U.S. stocks waver as traders weigh debt talks, Fed path
Traders pared bets on a Federal Reserve rate hike in June to 25 per cent as Jerome Powell signaled a pause. Stocks fell amid a slide in banks and concern U.S. lawmakers are struggling to reach a deal to prevent a default.
The S&P 500 halted a two-day rally, failing to stay above the closely watched level of 4,200, as a Republican representative said bipartisan talks in Washington are on a “pause.” When asked by reporters about new debt-ceiling meetings, House Speaker Kevin McCarthy did not answer the question.
“With the walkout of Republican debt-ceiling negotiators hindering chances for a viable conclusion before the upcoming X-date,” that would weaken chances for the Fed to raise rates on June 14,” said Quincy Krosby, chief global strategist at LPL Financial.
The US$3.2 billion SPDR S&P Regional Banking exchange-traded fund slumped almost 2 per cent on a news report that Treasury Secretary Janet Yellen told the chiefs of large lenders that more mergers may be needed.
'REASONABLE ODDS'
Stocks are primed for a precipitous drop if the U.S. fails to raise the debt limit and delays government payments.
That’s the warning from a team of UBS strategists. Although it’s unlikely, if the U.S. formally defaults and delays all payments beyond principal payments for a week, the S&P 500 will fall as much as 20 per cent toward 3,400, the team led by Jonathan Pingle said.

***

### QUESTIONS
1 > In the stock market report, what level did the S&P 500 fail to stay above?
2 > Name every person the stock market report mentions by name.
3 > From the stock market report, return the stretch from "U.S. stocks waver" through "answer the question.", copied word for word.

***

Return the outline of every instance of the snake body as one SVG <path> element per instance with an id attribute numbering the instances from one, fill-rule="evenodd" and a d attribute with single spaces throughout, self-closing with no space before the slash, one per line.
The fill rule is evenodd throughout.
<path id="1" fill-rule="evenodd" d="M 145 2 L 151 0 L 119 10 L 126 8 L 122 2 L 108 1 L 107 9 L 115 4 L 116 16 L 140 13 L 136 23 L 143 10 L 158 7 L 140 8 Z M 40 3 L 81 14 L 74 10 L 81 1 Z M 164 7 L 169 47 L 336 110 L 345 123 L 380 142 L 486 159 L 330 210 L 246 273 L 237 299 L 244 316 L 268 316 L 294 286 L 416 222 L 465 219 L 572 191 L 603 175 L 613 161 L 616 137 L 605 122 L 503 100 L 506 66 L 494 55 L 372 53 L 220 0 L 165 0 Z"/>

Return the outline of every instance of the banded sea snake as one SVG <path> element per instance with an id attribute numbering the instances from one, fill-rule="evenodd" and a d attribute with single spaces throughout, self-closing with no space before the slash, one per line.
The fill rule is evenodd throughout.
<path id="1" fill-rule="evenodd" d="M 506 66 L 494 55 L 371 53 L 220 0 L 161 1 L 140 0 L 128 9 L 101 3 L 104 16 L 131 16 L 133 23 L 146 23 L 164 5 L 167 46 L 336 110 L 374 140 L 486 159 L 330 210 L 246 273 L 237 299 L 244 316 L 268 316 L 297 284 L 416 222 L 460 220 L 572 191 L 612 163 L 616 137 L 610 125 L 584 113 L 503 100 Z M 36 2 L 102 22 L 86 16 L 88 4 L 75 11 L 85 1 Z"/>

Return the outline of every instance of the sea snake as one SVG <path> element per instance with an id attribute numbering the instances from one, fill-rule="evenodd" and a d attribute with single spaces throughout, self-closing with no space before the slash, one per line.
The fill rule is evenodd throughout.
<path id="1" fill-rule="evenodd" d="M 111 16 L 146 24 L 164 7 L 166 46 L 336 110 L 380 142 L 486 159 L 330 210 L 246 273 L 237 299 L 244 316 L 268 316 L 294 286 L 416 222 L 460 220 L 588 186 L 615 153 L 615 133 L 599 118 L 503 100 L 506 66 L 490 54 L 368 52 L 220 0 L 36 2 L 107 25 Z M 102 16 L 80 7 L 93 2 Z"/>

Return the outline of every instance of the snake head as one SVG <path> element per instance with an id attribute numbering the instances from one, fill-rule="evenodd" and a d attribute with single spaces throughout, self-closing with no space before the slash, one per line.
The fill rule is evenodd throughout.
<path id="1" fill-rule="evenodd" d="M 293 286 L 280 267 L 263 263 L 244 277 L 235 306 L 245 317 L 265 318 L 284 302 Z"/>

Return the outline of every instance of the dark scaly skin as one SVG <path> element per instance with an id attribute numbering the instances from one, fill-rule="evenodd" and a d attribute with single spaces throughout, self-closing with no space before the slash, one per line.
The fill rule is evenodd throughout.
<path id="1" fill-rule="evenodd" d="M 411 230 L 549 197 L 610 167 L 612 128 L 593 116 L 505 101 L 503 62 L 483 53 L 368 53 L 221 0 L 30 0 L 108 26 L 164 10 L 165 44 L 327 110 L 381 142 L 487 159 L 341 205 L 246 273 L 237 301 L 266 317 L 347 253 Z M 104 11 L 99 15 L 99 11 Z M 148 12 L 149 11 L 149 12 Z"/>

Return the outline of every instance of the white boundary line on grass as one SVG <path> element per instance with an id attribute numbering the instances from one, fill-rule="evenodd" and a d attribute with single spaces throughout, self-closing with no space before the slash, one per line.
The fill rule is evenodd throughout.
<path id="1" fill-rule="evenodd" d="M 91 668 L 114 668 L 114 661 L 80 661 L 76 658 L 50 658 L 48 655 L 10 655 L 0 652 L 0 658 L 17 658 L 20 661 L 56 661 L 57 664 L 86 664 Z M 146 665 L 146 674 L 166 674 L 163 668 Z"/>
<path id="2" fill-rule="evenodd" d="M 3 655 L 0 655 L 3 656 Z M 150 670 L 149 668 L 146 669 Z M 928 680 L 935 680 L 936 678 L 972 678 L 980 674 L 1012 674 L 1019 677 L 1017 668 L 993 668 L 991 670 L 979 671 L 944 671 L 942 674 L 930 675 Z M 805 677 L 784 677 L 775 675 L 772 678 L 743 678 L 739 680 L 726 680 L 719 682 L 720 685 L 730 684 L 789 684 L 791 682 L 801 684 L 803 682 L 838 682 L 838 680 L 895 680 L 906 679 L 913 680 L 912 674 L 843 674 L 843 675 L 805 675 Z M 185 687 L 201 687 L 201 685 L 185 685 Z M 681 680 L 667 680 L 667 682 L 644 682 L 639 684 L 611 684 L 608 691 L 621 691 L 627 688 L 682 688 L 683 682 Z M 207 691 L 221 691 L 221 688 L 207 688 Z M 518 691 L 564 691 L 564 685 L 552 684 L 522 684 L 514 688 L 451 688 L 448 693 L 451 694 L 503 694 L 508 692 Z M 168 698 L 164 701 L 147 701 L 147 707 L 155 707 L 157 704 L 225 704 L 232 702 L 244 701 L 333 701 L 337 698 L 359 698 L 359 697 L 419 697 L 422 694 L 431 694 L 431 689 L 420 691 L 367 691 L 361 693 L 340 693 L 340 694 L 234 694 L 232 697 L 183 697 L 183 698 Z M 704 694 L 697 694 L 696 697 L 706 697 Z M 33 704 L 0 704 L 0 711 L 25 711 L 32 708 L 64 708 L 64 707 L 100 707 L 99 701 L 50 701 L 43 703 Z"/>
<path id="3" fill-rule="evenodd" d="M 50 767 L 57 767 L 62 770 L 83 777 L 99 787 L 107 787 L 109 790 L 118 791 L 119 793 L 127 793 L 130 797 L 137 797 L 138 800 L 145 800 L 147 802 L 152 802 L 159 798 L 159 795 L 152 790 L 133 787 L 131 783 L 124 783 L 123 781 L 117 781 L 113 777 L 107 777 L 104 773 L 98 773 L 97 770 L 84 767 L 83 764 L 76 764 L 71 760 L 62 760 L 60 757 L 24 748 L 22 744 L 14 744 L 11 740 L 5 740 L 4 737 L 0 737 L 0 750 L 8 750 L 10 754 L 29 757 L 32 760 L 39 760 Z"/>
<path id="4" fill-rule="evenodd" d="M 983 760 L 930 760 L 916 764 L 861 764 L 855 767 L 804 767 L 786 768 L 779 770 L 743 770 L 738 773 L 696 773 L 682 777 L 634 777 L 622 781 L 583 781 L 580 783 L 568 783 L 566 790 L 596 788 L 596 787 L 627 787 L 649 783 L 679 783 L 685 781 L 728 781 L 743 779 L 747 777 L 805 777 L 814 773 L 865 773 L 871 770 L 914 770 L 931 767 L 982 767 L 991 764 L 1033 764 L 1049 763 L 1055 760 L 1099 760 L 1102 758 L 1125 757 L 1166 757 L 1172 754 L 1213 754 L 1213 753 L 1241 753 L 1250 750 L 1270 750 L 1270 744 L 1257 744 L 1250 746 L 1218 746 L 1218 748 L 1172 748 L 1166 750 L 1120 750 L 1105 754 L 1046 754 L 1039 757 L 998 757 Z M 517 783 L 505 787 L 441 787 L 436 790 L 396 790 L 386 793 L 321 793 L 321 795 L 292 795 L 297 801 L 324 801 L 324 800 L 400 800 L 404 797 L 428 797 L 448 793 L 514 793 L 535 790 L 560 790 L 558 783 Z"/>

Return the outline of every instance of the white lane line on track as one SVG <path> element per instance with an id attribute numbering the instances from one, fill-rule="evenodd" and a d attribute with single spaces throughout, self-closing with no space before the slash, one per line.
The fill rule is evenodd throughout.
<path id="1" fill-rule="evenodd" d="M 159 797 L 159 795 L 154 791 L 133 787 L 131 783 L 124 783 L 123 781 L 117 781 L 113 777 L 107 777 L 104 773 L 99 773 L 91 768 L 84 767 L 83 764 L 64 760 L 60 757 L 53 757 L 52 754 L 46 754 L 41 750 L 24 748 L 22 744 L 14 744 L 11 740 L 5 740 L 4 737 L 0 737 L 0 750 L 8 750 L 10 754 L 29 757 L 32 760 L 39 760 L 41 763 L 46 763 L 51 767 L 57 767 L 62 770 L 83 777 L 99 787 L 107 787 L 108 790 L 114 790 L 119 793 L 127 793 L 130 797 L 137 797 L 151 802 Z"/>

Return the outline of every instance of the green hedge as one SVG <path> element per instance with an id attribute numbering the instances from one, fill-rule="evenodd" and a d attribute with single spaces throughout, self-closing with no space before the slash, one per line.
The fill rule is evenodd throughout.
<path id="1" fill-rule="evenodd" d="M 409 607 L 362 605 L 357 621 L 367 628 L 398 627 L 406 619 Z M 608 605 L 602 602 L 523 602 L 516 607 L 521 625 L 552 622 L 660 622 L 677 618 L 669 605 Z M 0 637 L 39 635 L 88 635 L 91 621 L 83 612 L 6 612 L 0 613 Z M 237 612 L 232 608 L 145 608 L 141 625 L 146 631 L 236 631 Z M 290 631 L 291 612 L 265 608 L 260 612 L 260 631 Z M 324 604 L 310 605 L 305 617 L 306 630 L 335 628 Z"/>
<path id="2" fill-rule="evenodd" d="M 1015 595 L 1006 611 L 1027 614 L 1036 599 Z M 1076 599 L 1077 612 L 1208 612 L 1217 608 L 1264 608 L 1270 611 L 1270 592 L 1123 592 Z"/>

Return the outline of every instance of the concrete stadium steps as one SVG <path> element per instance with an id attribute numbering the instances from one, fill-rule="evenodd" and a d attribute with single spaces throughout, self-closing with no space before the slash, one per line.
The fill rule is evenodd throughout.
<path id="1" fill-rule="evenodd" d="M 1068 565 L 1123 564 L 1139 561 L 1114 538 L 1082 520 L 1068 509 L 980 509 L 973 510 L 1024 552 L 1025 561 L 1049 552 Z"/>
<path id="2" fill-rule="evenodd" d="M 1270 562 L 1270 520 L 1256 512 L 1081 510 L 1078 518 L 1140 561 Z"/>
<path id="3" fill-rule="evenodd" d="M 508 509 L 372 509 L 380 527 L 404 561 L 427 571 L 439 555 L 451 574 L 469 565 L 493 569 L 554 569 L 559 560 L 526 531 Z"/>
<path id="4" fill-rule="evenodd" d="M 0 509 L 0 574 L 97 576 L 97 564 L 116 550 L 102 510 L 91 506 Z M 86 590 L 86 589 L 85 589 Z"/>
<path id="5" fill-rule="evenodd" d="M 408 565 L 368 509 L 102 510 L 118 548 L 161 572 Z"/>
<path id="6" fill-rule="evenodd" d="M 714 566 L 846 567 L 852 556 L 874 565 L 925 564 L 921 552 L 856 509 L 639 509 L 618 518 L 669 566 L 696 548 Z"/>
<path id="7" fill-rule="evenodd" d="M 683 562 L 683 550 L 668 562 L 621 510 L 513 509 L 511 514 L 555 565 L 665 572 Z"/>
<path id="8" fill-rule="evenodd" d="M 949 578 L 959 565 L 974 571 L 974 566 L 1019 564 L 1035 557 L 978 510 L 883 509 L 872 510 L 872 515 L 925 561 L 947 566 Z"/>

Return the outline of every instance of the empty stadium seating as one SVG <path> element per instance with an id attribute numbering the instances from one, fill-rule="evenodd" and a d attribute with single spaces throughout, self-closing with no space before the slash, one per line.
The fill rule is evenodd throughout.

***

### ANSWERS PER TASK
1 > 4,200

2 > Jerome Powell, Kevin McCarthy, Quincy Krosby, Janet Yellen, Jonathan Pingle

3 >
U.S. stocks waver as traders weigh debt talks, Fed path
Traders pared bets on a Federal Reserve rate hike in June to 25 per cent as Jerome Powell signaled a pause. Stocks fell amid a slide in banks and concern U.S. lawmakers are struggling to reach a deal to prevent a default.
The S&P 500 halted a two-day rally, failing to stay above the closely watched level of 4,200, as a Republican representative said bipartisan talks in Washington are on a “pause.” When asked by reporters about new debt-ceiling meetings, House Speaker Kevin McCarthy did not answer the question.